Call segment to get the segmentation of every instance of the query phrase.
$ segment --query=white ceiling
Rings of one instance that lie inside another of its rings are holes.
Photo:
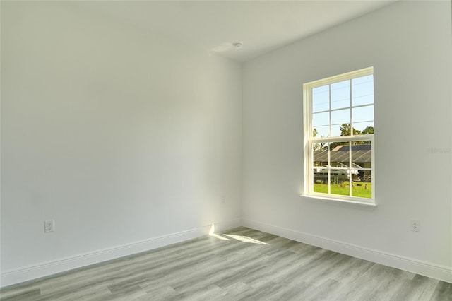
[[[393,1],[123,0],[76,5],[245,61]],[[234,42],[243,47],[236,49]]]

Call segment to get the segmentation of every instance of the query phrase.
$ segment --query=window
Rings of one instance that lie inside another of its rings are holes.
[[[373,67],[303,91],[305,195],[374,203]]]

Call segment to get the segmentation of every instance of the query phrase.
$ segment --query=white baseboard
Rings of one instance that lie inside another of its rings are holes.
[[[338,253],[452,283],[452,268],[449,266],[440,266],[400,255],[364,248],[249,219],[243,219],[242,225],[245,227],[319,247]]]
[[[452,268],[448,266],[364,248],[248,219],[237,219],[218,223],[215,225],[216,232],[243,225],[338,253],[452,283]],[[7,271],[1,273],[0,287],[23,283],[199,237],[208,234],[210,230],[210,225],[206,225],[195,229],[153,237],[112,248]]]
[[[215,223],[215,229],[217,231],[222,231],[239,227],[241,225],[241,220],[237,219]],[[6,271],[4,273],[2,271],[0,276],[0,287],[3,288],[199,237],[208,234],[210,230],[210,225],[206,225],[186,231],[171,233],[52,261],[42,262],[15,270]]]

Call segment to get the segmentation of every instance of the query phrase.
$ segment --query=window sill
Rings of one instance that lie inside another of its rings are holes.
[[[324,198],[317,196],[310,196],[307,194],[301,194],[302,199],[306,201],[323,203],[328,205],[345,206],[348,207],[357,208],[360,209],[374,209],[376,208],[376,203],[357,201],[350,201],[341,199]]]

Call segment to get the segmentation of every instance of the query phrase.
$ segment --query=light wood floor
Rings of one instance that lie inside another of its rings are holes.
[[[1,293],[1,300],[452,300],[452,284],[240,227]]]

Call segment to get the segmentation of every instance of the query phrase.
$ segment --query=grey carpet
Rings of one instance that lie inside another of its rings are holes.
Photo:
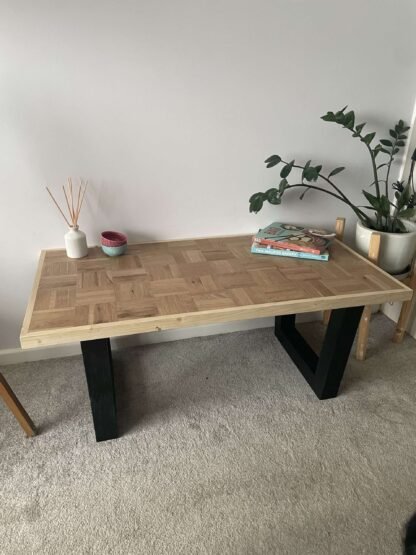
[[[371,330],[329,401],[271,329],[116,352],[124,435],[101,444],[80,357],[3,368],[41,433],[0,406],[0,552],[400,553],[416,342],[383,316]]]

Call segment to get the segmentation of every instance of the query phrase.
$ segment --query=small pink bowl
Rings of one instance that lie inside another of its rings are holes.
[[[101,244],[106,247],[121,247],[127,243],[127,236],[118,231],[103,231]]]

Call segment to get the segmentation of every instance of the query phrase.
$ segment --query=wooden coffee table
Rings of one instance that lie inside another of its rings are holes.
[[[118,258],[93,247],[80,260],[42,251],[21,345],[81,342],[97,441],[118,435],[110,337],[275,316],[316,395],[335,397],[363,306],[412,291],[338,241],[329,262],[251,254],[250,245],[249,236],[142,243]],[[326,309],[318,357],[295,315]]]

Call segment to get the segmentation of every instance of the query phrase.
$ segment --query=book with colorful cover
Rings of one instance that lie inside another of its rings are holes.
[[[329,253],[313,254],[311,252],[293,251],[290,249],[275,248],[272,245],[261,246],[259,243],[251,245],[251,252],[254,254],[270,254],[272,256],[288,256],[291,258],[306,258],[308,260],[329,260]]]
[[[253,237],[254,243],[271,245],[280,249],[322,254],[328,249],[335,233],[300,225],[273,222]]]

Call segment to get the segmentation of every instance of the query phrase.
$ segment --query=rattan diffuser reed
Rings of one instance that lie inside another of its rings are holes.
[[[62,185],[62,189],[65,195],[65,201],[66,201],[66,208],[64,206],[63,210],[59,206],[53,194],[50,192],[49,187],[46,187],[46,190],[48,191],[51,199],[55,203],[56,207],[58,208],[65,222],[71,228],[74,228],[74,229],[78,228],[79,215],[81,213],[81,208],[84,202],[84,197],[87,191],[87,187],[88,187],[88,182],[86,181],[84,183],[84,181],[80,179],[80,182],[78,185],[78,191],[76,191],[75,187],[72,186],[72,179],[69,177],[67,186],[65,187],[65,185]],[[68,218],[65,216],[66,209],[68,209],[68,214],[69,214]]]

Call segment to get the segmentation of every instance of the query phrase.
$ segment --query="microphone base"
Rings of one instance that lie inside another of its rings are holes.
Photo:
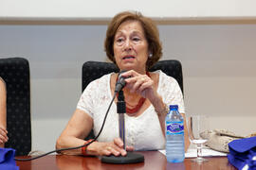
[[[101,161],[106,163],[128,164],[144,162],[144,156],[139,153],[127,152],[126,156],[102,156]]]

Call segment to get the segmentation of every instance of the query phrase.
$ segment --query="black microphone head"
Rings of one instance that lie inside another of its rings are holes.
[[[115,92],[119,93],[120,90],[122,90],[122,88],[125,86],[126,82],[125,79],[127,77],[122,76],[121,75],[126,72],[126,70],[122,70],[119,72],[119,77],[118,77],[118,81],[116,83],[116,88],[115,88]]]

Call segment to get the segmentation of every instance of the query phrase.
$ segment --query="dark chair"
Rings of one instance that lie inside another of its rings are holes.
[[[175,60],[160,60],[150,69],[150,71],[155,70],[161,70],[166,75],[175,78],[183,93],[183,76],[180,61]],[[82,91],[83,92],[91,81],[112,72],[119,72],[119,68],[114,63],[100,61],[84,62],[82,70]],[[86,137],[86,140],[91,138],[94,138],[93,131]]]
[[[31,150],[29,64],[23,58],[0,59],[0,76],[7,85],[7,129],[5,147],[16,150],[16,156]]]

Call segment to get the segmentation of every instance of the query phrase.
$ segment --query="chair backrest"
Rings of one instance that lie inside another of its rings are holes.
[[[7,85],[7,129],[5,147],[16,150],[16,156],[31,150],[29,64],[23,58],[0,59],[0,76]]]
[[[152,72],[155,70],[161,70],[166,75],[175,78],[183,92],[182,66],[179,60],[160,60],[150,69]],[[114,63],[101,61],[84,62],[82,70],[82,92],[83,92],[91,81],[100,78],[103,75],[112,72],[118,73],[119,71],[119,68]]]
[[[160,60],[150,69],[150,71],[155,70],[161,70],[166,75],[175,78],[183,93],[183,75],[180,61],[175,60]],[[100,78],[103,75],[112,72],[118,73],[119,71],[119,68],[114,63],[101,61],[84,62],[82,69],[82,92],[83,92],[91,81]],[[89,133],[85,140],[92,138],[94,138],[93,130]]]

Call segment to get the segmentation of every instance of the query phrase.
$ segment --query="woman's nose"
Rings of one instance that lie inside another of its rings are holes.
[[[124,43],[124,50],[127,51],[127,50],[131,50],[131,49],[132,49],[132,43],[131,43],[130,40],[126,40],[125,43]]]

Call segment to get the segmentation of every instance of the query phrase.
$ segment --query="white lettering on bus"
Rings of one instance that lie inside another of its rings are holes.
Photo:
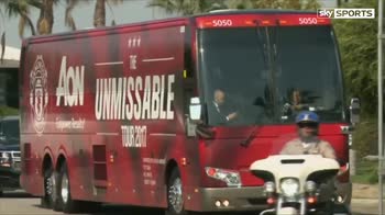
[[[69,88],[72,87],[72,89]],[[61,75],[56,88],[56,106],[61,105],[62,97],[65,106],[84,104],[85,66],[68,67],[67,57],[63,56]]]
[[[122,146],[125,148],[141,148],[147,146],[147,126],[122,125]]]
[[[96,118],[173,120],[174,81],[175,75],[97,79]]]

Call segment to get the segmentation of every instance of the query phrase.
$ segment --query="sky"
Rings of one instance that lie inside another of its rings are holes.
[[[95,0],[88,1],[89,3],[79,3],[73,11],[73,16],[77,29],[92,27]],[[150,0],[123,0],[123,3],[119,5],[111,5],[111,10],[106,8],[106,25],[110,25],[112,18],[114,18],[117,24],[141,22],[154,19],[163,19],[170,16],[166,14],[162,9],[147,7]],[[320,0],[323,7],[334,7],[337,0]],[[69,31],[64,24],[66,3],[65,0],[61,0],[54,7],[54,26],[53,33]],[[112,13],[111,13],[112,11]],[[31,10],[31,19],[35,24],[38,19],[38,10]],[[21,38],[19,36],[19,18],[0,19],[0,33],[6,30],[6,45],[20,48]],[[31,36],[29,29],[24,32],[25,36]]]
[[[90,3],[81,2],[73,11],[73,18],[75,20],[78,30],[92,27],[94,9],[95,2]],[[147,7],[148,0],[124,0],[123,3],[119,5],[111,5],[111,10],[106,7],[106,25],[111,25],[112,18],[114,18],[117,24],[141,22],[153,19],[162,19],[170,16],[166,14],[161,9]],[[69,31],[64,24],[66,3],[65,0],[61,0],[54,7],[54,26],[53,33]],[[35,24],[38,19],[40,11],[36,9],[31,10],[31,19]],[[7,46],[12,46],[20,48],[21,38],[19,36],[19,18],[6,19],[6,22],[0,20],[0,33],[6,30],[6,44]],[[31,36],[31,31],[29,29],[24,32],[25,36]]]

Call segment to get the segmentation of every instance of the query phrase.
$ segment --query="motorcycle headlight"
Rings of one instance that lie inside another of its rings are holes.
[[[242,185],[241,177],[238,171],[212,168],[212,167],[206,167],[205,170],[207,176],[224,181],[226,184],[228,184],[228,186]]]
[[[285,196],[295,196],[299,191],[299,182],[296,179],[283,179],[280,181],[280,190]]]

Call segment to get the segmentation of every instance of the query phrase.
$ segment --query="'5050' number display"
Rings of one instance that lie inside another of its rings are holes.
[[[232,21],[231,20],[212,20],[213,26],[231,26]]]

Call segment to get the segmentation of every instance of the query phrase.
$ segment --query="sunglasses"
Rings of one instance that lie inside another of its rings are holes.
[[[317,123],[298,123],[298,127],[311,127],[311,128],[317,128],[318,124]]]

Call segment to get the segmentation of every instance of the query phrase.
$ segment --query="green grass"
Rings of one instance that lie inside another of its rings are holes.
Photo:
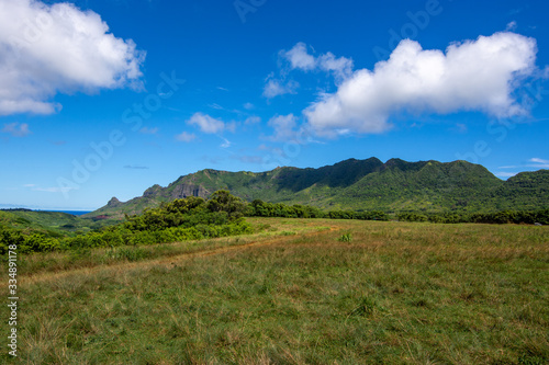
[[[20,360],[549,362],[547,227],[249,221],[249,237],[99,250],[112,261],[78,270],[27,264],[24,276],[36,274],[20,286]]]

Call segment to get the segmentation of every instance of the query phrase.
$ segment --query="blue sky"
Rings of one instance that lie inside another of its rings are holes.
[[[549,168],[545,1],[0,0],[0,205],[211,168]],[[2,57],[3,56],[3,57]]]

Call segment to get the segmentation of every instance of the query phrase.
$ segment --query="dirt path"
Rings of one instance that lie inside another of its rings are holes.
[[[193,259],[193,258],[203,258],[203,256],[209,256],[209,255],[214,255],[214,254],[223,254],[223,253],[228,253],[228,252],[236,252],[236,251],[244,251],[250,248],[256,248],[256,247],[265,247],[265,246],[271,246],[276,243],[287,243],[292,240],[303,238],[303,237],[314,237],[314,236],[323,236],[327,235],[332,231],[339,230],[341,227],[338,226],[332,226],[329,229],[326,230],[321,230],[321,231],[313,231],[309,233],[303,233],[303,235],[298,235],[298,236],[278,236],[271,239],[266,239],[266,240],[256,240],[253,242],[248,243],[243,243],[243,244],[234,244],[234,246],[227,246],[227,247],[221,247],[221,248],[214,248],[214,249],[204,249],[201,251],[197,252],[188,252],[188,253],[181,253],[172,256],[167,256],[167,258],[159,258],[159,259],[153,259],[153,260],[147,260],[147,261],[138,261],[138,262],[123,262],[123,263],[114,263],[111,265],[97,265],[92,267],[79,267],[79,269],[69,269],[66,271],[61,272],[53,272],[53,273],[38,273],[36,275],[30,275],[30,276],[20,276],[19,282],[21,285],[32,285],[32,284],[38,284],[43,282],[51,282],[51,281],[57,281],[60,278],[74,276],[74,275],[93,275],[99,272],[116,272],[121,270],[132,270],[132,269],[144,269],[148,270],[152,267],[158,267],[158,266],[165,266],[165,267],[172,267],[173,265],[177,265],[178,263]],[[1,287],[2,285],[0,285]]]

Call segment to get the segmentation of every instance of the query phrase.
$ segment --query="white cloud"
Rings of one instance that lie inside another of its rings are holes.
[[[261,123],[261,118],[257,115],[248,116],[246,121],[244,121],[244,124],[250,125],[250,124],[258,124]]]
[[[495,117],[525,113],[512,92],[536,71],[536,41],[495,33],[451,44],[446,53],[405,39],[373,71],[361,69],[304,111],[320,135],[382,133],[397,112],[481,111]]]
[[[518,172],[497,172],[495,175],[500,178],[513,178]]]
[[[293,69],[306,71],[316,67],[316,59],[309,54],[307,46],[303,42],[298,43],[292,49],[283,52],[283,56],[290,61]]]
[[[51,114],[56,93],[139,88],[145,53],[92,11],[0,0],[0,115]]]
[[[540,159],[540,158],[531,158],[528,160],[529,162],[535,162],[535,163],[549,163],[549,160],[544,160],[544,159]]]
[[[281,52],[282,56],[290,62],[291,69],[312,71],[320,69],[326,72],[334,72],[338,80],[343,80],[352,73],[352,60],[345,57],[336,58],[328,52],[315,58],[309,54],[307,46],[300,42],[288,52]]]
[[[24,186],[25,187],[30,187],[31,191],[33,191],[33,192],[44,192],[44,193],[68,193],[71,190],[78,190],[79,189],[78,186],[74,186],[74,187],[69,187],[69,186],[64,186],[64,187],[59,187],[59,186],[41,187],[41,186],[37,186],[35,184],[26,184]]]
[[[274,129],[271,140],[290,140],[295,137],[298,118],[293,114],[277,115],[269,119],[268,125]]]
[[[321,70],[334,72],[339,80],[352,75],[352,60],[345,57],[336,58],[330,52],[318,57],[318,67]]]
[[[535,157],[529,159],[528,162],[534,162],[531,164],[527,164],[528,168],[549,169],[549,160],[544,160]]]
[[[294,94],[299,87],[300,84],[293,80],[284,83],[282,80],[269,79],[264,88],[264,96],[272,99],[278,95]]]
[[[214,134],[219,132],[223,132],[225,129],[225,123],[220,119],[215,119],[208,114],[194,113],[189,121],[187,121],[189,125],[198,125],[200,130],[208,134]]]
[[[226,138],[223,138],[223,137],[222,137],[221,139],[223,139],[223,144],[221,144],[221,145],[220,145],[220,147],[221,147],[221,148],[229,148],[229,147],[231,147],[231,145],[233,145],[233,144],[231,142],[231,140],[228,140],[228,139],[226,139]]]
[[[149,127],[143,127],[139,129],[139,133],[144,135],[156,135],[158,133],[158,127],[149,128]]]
___
• **SET PROBLEM**
Find every line in the listing that contains the string "chair", matching case exactly, and copy each of those lines.

• **WORKED ANSWER**
$ segment --query="dark chair"
$ segment --query="chair backrest"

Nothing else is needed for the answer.